- [To be done]
Output the data below in full, character for character.

- [Working data]

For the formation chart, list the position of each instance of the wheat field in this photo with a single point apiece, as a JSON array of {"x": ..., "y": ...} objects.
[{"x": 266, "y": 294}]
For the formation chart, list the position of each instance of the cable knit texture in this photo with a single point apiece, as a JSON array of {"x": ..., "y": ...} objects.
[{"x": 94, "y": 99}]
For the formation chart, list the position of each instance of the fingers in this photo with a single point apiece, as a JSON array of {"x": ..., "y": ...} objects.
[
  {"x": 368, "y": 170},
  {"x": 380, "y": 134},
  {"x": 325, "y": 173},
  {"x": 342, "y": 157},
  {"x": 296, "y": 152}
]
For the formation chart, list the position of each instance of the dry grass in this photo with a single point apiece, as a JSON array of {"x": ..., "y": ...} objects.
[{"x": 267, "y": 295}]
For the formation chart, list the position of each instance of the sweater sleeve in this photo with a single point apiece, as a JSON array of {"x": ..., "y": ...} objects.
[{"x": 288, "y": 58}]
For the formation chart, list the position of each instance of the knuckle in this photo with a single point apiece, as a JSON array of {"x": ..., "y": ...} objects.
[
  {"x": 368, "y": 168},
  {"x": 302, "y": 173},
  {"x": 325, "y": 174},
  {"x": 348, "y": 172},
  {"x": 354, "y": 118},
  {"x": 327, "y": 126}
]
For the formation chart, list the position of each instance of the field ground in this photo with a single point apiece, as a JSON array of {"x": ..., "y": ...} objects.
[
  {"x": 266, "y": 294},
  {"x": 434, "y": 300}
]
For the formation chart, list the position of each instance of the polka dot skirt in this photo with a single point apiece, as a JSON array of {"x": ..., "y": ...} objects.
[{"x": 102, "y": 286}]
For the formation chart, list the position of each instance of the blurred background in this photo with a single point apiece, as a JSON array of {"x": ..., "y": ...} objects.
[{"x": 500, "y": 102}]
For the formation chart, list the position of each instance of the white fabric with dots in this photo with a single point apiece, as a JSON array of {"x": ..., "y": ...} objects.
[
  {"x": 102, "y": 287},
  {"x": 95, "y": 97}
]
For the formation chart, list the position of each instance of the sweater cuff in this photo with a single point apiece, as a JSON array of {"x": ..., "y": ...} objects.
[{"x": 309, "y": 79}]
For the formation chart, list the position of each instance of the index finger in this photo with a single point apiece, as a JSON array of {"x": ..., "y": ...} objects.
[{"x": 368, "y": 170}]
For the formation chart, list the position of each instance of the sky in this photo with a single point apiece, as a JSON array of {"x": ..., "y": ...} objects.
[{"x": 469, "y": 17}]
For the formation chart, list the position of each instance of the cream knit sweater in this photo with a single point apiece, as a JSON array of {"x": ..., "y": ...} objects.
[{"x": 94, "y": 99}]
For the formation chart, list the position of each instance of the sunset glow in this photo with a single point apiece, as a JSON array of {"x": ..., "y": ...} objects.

- [Finished task]
For the formation chart, list the position of each instance of the wheat field in this photo with a single point apiece, as a JSON array of {"x": ..., "y": ...} objects.
[{"x": 266, "y": 294}]
For the formation chart, list the position of each instance of the cable knit texture in this photo with a single point apiece, as a JSON array of {"x": ..., "y": ...} objects.
[{"x": 94, "y": 99}]
For the formation chart, list the position of each instance of the fingers in this photo with a single point apiece, as a JSON array of {"x": ..., "y": ...} objects.
[
  {"x": 368, "y": 170},
  {"x": 380, "y": 134},
  {"x": 325, "y": 173},
  {"x": 342, "y": 157},
  {"x": 296, "y": 152}
]
For the formation chart, list the position of each instance of the dry grass in this photo with a single point apiece, as a JSON array of {"x": ..., "y": ...} objects.
[{"x": 267, "y": 295}]
For the formation chart, list the position of each instance of the sweater sleeve in this photo with a single point apiece, as a JSON array of {"x": ..., "y": ...} objects.
[{"x": 288, "y": 58}]
For the formation chart, list the position of each instance of the knuckle in this photo with a single point apiece, as a JSON array of {"x": ..., "y": ...} objects.
[
  {"x": 368, "y": 168},
  {"x": 302, "y": 173},
  {"x": 325, "y": 174},
  {"x": 348, "y": 172},
  {"x": 354, "y": 118},
  {"x": 327, "y": 126}
]
For the formation chart, list the position of each instance of the field ground in this photo with a single point apiece, as a JSON array of {"x": ..., "y": ...} objects.
[
  {"x": 266, "y": 294},
  {"x": 434, "y": 300}
]
For the formation chart, list the position of each instance of the polka dot skirt in this photo with a single point apiece, as a JSON array of {"x": ..., "y": ...} objects.
[{"x": 102, "y": 286}]
For the formation chart, list the position of each instance of the blurred background in this photo with a single point apiece, as a JSON array of {"x": ..., "y": ...} objects.
[{"x": 500, "y": 102}]
For the formation chart, list the position of each instance of the white fabric with dots in this photo with a single point apiece, as a JSON array of {"x": ..., "y": ...} objects.
[
  {"x": 102, "y": 287},
  {"x": 95, "y": 97}
]
For the formation chart, list the position of each instance of the sweater cuff in this photo with a single point apiece, as a JSON array of {"x": ..., "y": ...} objects.
[{"x": 309, "y": 79}]
For the formation chart, list the position of each instance of the index finger in this photo with a single point apiece, as a JSON array of {"x": ..., "y": ...} objects.
[{"x": 368, "y": 170}]
For the formation chart, list the position of each instance of the sky in this photo with a single point apiece, as a JSON array of {"x": ..., "y": ...} objects.
[{"x": 469, "y": 17}]
For the formation chart, list the position of each instance of the cream knit sweater in this photo with a single point apiece, as a JSON array of {"x": ..., "y": ...} objects.
[{"x": 94, "y": 99}]
For the formation chart, list the position of each instance of the sunset glow in this photo with a single point apiece, as a JSON array of {"x": ..., "y": ...} objects.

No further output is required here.